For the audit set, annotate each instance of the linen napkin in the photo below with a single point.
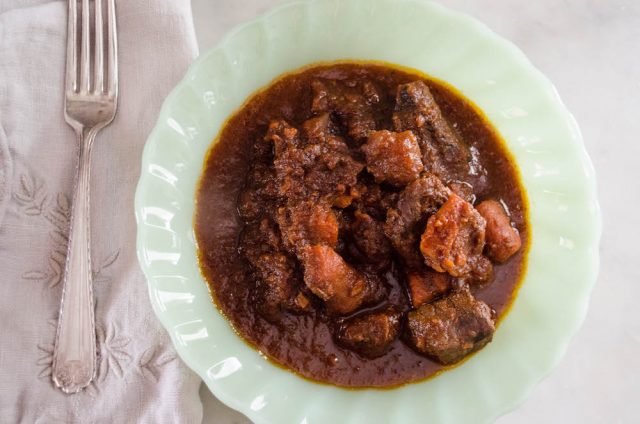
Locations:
(140, 378)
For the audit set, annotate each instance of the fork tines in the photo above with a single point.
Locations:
(85, 75)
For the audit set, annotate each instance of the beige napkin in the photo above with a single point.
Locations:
(140, 379)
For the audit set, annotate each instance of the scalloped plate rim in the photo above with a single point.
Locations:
(590, 178)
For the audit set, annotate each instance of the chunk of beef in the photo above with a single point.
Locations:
(451, 328)
(503, 240)
(443, 153)
(464, 190)
(319, 128)
(370, 240)
(369, 197)
(481, 270)
(426, 286)
(350, 101)
(370, 335)
(276, 286)
(333, 280)
(393, 157)
(306, 223)
(421, 197)
(323, 169)
(453, 236)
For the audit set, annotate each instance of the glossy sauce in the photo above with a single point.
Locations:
(304, 343)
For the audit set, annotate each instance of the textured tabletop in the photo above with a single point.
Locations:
(590, 49)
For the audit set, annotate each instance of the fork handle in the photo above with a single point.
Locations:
(74, 357)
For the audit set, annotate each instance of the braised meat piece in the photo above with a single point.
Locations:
(370, 335)
(307, 223)
(426, 286)
(449, 329)
(503, 240)
(277, 287)
(317, 168)
(463, 189)
(333, 280)
(393, 157)
(373, 199)
(350, 101)
(454, 236)
(420, 198)
(319, 128)
(443, 153)
(370, 240)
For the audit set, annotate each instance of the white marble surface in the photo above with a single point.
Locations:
(590, 49)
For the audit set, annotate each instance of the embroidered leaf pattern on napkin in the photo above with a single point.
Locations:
(29, 194)
(151, 361)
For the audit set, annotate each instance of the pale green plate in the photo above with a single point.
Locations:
(519, 100)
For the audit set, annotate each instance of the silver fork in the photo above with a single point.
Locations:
(90, 104)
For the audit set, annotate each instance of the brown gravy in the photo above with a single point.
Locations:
(304, 343)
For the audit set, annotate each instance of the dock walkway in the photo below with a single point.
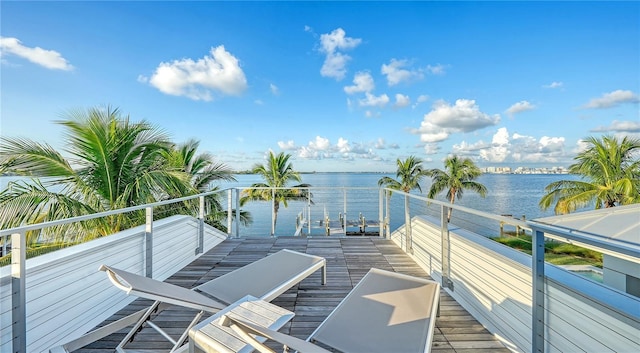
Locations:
(348, 260)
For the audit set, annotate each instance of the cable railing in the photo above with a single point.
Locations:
(455, 248)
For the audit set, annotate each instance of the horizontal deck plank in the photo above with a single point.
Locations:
(348, 260)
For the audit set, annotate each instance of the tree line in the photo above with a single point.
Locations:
(113, 163)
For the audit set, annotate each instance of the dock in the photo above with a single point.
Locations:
(348, 260)
(337, 227)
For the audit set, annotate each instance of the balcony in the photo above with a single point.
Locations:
(493, 299)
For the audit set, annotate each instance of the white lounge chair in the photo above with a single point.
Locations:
(264, 279)
(385, 312)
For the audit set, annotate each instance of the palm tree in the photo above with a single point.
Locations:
(459, 175)
(610, 174)
(277, 173)
(113, 163)
(409, 174)
(203, 170)
(202, 167)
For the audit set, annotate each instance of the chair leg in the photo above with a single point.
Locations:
(185, 334)
(138, 326)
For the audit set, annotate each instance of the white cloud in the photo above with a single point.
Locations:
(322, 148)
(529, 150)
(436, 70)
(516, 148)
(431, 148)
(320, 144)
(372, 101)
(520, 107)
(274, 89)
(613, 99)
(553, 84)
(619, 126)
(396, 72)
(363, 82)
(402, 101)
(50, 59)
(219, 71)
(445, 119)
(287, 146)
(499, 149)
(421, 99)
(335, 62)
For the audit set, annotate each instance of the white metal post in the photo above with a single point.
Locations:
(237, 212)
(387, 223)
(446, 248)
(18, 291)
(200, 248)
(273, 211)
(229, 211)
(381, 213)
(148, 234)
(537, 274)
(344, 218)
(309, 212)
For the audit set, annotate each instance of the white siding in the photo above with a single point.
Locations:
(493, 282)
(66, 294)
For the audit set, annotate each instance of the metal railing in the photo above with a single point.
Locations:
(627, 307)
(388, 210)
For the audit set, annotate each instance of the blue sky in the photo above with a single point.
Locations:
(342, 86)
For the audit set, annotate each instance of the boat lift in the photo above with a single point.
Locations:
(340, 226)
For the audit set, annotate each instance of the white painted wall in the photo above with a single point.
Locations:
(493, 283)
(66, 294)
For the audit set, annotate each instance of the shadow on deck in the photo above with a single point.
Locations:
(348, 260)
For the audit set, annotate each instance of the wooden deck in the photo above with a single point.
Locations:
(348, 260)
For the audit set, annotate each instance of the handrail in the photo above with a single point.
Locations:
(9, 231)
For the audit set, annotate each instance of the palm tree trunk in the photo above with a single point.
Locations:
(407, 225)
(276, 207)
(453, 199)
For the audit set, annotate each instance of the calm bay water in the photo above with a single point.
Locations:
(513, 194)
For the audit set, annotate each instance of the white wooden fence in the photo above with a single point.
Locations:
(493, 282)
(66, 295)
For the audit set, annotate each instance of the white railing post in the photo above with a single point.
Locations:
(387, 223)
(148, 235)
(344, 218)
(273, 212)
(229, 210)
(237, 213)
(446, 248)
(18, 291)
(200, 248)
(537, 305)
(381, 213)
(309, 212)
(407, 225)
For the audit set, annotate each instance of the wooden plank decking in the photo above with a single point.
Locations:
(348, 260)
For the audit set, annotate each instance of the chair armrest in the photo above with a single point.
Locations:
(245, 329)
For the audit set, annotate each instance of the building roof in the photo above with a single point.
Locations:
(620, 223)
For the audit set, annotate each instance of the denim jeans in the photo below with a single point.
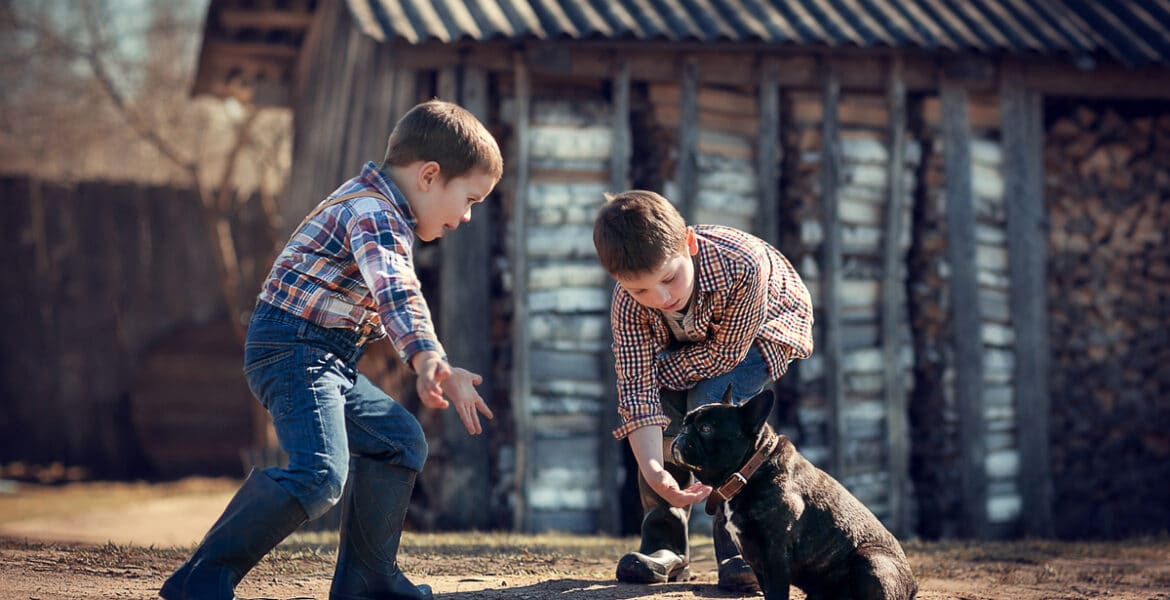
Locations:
(323, 409)
(747, 379)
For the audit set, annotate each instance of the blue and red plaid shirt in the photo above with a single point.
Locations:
(353, 263)
(748, 292)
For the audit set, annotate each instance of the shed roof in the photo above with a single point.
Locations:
(252, 50)
(1133, 32)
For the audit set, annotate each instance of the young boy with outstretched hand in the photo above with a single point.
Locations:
(695, 310)
(345, 277)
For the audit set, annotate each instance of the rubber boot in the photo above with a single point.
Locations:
(663, 552)
(371, 528)
(259, 516)
(735, 572)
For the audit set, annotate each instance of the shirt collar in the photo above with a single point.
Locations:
(377, 179)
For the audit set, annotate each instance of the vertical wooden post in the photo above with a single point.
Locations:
(465, 277)
(831, 266)
(1023, 130)
(964, 297)
(688, 140)
(521, 381)
(610, 460)
(892, 308)
(768, 152)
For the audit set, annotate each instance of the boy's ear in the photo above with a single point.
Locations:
(428, 174)
(754, 414)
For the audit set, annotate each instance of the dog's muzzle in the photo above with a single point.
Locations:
(676, 453)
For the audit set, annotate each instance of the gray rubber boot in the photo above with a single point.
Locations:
(371, 529)
(259, 516)
(663, 552)
(735, 572)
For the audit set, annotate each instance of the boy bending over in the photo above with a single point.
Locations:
(345, 277)
(695, 310)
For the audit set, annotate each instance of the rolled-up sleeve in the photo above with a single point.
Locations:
(383, 255)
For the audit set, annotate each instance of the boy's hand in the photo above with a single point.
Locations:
(647, 445)
(468, 404)
(436, 379)
(667, 487)
(431, 370)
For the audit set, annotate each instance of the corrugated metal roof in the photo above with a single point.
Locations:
(1133, 32)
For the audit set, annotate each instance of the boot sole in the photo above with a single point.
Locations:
(631, 570)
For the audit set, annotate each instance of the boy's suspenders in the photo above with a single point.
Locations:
(370, 325)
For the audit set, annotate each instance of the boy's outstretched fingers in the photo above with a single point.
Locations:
(468, 402)
(432, 370)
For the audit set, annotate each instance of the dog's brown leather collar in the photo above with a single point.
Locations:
(738, 478)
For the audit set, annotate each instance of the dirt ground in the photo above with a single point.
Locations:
(129, 537)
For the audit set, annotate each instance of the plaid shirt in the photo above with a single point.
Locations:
(352, 263)
(747, 292)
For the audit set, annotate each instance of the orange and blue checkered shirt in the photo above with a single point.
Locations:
(353, 263)
(748, 292)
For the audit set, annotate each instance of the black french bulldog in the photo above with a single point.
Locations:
(793, 523)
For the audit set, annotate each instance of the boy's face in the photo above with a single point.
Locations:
(669, 285)
(442, 205)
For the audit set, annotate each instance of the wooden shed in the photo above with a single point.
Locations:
(901, 153)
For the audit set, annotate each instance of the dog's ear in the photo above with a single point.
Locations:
(727, 397)
(754, 413)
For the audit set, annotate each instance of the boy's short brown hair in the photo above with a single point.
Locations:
(637, 230)
(446, 133)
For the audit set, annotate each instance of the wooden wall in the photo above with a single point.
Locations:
(112, 277)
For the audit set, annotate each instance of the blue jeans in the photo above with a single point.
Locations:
(747, 379)
(323, 409)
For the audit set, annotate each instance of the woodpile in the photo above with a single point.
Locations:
(1108, 192)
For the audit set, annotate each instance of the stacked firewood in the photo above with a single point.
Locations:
(1108, 197)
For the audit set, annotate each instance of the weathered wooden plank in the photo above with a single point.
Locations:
(831, 268)
(768, 153)
(687, 174)
(521, 381)
(610, 450)
(897, 438)
(965, 324)
(1023, 130)
(465, 276)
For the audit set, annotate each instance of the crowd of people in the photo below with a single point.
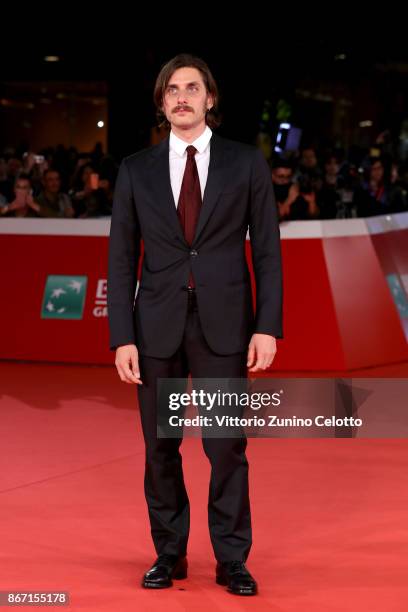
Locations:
(58, 183)
(337, 188)
(65, 183)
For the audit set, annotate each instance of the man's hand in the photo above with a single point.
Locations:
(261, 352)
(127, 364)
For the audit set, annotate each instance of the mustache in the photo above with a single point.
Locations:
(182, 107)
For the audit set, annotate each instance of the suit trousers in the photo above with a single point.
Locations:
(229, 516)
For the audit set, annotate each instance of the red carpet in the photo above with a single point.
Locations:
(330, 516)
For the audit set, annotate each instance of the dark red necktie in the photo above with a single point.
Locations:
(189, 204)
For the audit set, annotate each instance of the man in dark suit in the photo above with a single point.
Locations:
(191, 199)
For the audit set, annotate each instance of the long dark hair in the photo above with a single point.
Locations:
(185, 60)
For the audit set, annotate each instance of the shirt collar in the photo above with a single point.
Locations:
(179, 146)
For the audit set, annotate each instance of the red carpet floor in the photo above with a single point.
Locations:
(330, 516)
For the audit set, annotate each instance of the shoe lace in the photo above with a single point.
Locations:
(165, 559)
(237, 566)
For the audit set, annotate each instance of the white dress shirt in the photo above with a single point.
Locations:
(178, 159)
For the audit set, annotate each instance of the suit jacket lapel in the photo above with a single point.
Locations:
(214, 184)
(162, 185)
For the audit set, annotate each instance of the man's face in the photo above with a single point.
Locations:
(332, 166)
(22, 188)
(52, 182)
(185, 100)
(281, 176)
(377, 171)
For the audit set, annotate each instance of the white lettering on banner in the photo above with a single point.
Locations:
(100, 307)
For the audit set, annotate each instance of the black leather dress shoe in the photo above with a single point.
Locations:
(166, 567)
(235, 575)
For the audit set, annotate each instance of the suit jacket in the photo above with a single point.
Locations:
(238, 195)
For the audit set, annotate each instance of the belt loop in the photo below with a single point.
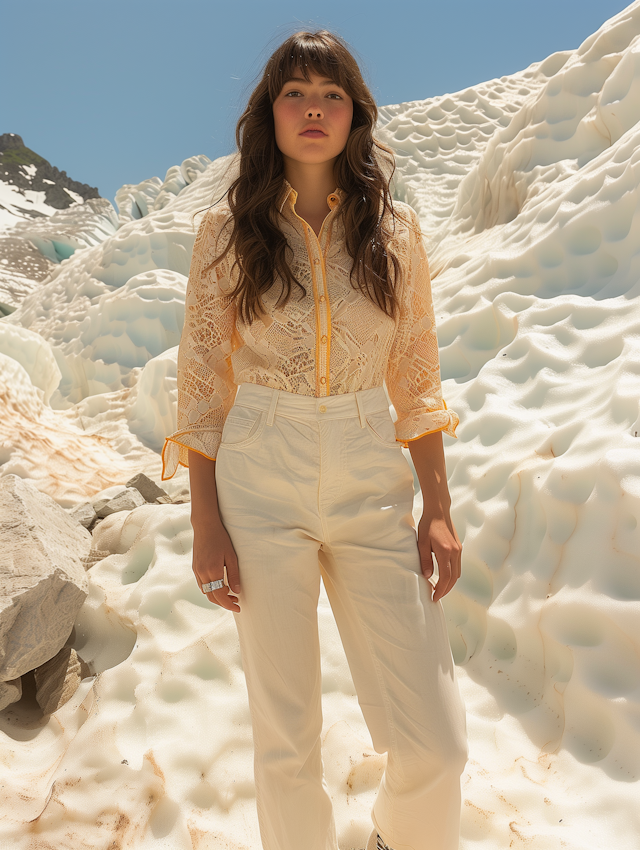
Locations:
(359, 402)
(272, 406)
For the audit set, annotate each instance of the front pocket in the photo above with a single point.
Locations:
(242, 426)
(381, 425)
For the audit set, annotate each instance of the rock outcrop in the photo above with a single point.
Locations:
(42, 579)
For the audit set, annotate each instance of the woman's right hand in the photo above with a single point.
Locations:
(212, 552)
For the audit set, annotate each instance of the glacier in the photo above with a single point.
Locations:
(528, 190)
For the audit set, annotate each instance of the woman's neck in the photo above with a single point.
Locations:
○ ○ ○
What to do
When the line with "red carpet floor" is reached in the data above, start copying there, and copy each line exactly until the line with "For the audit set, annotate each instance of the black leather" has been copied; copy nothing else.

Answer box
For the audit set, annotate each instance of the red carpet floor in the photo above with a single point.
Locations:
(330, 516)
For the audit set, annotate each instance of the shoe lace in the photo above with a single point.
Locations:
(165, 559)
(237, 566)
For the audit set, annotate each instance of the white dress shirt in the photo above with a single point.
Locations:
(178, 159)
For the audit set, annotate each instance of the suit jacket lapel in the photo above with a single point.
Locations:
(214, 184)
(162, 185)
For the audit set, annotate each instance of the man's face in the photo above with a single point.
Locations:
(332, 166)
(22, 188)
(52, 182)
(185, 100)
(281, 176)
(377, 171)
For the audit set, annotate each instance of the white lettering on banner in the photo above with a single point.
Locations:
(100, 307)
For the audit set, annotate each instance of the black leather dress shoe in the photo above with a single point.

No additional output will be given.